YOUR INSTRUCTIONS
Everything from the line containing "the white ceiling" down to the last line of the entries below must be transcribed exactly, and nothing else.

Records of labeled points
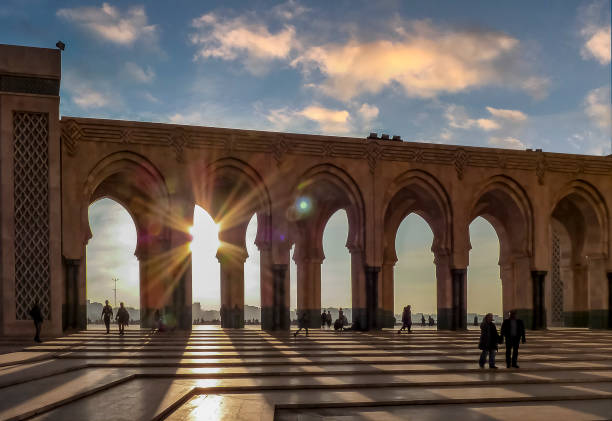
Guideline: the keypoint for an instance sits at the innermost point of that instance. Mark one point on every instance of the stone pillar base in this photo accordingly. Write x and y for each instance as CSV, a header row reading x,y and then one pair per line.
x,y
232,318
445,319
526,315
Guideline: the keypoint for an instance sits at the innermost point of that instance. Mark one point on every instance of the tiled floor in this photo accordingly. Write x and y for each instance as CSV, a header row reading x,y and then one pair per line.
x,y
212,374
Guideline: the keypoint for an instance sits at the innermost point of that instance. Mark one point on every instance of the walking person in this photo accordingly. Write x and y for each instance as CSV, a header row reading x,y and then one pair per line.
x,y
406,320
489,339
123,318
36,315
513,331
302,322
107,314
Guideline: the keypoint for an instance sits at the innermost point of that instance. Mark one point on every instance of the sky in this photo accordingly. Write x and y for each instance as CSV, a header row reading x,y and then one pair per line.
x,y
518,74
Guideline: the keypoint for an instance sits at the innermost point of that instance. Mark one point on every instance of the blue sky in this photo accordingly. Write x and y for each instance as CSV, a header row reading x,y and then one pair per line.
x,y
503,74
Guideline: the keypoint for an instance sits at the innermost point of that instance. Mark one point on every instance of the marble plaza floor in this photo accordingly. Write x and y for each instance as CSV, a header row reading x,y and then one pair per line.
x,y
215,374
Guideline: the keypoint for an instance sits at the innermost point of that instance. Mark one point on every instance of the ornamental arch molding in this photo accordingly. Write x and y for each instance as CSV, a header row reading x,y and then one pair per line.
x,y
506,206
330,188
135,183
417,192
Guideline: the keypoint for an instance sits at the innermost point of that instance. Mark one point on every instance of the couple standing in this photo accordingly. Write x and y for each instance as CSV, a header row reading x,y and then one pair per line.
x,y
513,330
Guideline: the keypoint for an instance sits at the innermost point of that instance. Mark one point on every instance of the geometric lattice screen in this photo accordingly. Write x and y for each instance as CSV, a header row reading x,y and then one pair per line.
x,y
31,195
556,282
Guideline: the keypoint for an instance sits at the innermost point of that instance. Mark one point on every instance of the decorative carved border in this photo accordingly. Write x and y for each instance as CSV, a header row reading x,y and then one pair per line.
x,y
76,130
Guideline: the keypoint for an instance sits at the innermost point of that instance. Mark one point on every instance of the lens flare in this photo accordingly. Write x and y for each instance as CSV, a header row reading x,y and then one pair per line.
x,y
303,205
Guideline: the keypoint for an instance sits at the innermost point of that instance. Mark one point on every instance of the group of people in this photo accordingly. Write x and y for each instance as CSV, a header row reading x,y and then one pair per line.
x,y
512,331
122,317
304,320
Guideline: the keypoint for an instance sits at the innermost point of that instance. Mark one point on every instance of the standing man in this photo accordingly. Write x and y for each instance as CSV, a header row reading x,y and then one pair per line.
x,y
123,318
489,339
36,315
302,322
107,313
513,330
406,320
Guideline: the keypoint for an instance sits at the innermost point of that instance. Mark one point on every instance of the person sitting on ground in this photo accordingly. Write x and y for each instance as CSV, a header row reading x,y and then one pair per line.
x,y
36,315
489,339
513,331
107,314
302,322
406,320
123,318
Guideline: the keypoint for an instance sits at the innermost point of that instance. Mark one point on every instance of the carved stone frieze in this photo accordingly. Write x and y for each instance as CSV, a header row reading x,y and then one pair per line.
x,y
373,153
461,161
71,136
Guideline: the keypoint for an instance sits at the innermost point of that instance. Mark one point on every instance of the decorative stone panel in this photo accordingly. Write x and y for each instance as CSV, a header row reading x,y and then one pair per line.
x,y
556,282
31,199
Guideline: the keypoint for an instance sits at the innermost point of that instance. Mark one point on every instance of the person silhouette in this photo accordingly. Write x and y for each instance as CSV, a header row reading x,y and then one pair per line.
x,y
302,322
489,339
513,331
107,314
406,320
37,317
123,318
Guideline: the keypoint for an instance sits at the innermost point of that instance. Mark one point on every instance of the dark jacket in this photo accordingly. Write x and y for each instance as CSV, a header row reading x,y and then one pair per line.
x,y
520,329
489,338
123,316
303,319
407,317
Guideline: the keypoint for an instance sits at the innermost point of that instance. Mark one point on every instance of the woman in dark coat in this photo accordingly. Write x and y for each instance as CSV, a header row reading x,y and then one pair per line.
x,y
123,318
489,339
302,322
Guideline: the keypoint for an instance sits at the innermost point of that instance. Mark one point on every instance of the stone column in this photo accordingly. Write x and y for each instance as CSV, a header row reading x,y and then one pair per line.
x,y
539,311
598,292
74,314
609,300
386,294
459,288
231,263
309,287
444,291
359,289
577,313
373,313
522,291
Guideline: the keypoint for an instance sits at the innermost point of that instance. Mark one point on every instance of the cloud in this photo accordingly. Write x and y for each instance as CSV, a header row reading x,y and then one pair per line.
x,y
536,86
233,39
151,98
424,62
487,124
83,93
328,119
315,118
513,115
110,24
595,32
597,45
289,10
138,73
506,142
597,107
368,112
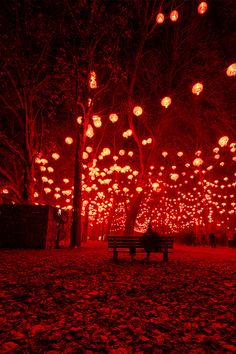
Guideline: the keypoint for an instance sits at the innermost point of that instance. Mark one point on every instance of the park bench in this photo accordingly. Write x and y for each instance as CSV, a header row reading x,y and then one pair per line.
x,y
123,243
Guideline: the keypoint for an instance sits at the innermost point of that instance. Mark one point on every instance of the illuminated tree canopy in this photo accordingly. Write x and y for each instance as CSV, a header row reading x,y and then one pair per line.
x,y
140,97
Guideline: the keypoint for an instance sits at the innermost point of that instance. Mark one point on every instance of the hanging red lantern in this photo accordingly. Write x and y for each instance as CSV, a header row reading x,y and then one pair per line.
x,y
202,8
174,15
160,18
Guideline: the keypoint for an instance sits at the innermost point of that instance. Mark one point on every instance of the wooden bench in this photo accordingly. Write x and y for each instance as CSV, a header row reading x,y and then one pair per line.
x,y
119,243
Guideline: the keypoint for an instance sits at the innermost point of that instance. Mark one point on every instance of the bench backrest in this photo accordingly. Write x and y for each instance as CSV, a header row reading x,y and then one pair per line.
x,y
137,242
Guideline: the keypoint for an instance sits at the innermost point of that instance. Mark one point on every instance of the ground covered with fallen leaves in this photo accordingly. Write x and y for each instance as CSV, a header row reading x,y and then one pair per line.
x,y
79,301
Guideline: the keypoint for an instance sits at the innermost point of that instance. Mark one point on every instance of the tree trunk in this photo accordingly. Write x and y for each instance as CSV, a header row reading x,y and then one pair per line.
x,y
86,222
28,192
132,215
77,201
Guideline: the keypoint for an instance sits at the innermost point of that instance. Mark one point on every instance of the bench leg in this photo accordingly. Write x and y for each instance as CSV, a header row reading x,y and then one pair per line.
x,y
165,256
115,254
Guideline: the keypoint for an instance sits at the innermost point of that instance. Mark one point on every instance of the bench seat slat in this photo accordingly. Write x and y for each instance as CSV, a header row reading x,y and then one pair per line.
x,y
163,244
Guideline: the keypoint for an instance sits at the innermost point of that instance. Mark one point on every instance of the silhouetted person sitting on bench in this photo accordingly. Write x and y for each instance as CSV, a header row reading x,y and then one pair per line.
x,y
149,238
212,240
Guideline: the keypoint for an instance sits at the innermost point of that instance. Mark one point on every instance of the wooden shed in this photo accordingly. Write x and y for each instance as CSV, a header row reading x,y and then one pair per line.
x,y
29,226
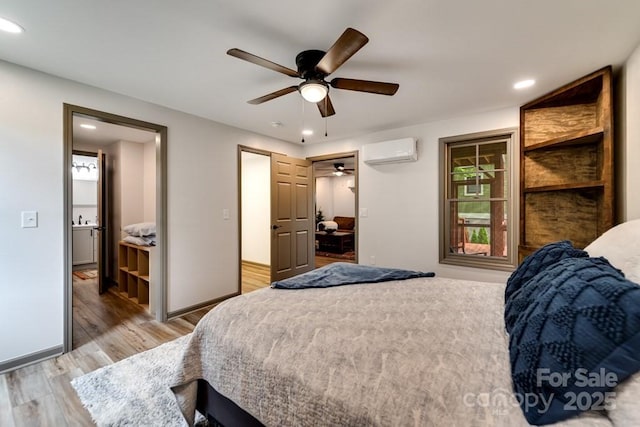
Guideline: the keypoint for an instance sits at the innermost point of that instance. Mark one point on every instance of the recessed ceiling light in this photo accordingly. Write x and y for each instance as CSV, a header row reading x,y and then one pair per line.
x,y
10,27
524,84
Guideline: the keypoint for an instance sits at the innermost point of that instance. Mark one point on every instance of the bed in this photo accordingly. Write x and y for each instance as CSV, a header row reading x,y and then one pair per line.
x,y
417,352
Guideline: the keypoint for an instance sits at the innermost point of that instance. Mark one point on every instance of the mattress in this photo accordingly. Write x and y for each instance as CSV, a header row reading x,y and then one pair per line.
x,y
419,352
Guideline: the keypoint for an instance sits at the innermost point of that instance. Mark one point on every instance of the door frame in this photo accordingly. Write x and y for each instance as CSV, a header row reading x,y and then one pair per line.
x,y
246,149
356,178
69,111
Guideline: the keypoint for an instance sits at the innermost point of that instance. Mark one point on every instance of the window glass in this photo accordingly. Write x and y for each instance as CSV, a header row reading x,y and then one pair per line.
x,y
476,207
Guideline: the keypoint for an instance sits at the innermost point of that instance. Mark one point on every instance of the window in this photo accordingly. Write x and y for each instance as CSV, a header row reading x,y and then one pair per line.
x,y
477,213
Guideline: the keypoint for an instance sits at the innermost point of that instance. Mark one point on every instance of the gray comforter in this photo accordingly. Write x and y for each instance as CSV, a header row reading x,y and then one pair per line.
x,y
420,352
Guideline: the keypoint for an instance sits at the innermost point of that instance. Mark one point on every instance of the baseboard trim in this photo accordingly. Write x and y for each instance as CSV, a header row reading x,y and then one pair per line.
x,y
29,359
196,307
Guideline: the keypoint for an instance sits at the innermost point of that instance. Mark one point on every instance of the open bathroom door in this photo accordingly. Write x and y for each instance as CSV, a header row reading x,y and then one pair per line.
x,y
101,229
292,217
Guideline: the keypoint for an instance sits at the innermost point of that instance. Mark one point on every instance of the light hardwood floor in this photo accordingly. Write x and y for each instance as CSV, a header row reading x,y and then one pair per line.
x,y
107,328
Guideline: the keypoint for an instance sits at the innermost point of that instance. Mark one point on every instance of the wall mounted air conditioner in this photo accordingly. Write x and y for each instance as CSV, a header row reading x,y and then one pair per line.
x,y
396,151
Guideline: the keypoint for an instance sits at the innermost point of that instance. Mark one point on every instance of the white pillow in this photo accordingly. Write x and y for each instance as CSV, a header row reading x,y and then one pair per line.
x,y
141,229
621,246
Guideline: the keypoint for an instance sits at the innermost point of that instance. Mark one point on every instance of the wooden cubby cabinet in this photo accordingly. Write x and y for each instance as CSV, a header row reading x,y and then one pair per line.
x,y
566,164
133,272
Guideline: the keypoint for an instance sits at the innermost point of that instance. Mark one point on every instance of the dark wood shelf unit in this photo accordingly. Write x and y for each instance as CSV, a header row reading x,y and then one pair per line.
x,y
566,164
591,136
561,187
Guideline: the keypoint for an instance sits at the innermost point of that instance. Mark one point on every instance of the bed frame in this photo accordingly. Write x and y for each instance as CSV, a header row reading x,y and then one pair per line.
x,y
222,411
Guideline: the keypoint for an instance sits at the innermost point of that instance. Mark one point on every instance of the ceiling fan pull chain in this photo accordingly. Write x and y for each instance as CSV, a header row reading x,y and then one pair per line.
x,y
325,116
302,130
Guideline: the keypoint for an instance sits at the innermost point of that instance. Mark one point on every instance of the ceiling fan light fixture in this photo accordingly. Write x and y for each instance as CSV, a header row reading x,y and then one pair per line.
x,y
313,90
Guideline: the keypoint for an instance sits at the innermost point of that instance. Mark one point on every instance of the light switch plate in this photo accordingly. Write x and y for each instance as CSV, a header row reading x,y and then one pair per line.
x,y
29,219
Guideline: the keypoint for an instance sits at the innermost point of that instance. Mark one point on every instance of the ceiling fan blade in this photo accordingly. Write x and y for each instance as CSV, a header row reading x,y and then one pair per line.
x,y
381,88
347,44
326,110
246,56
273,95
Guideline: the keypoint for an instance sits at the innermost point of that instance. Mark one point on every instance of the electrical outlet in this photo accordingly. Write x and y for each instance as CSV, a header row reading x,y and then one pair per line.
x,y
29,219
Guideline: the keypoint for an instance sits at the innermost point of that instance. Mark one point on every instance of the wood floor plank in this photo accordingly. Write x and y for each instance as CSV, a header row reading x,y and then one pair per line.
x,y
106,328
6,412
42,412
74,413
27,384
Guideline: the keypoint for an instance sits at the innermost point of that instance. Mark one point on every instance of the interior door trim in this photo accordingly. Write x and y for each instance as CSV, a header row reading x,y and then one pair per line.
x,y
356,178
241,149
69,111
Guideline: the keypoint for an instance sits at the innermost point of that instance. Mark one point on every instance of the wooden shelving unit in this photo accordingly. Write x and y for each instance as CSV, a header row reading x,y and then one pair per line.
x,y
566,164
133,272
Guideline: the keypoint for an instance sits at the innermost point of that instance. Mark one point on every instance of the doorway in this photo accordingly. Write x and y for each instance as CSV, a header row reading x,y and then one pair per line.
x,y
255,220
336,204
122,129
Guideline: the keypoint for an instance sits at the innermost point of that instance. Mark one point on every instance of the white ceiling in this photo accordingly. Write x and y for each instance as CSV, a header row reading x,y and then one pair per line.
x,y
107,133
450,57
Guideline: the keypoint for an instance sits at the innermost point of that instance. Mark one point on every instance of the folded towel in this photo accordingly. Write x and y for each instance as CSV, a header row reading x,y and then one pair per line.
x,y
141,241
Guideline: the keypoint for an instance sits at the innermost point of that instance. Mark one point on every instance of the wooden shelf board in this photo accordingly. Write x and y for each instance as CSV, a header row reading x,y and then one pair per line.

WRITTEN RESPONSE
Guideline: the keypoint for an instance sits at the innermost point of that instance. Mark one point on every instance of the white ceiling in this photo accordingly. Write x and y for each instance as CSV, a header row reading x,y and then one pair per line.
x,y
107,133
450,57
Guideline: the keypoint for an instance sits at the innermost point of that instance. Mark one point on every instance of the folded towel in this photo accordingly. Write x and y for each instance as CSV, a header row reading x,y and then one pair per line.
x,y
141,241
Guideline: the keypoint for an instance sits at the innermost point of that instance. Mark one point on every instance of the wooden shelf board in this photo accordingly. Write x and y for each instance as CSV, a header row reading x,y and then one pair per line.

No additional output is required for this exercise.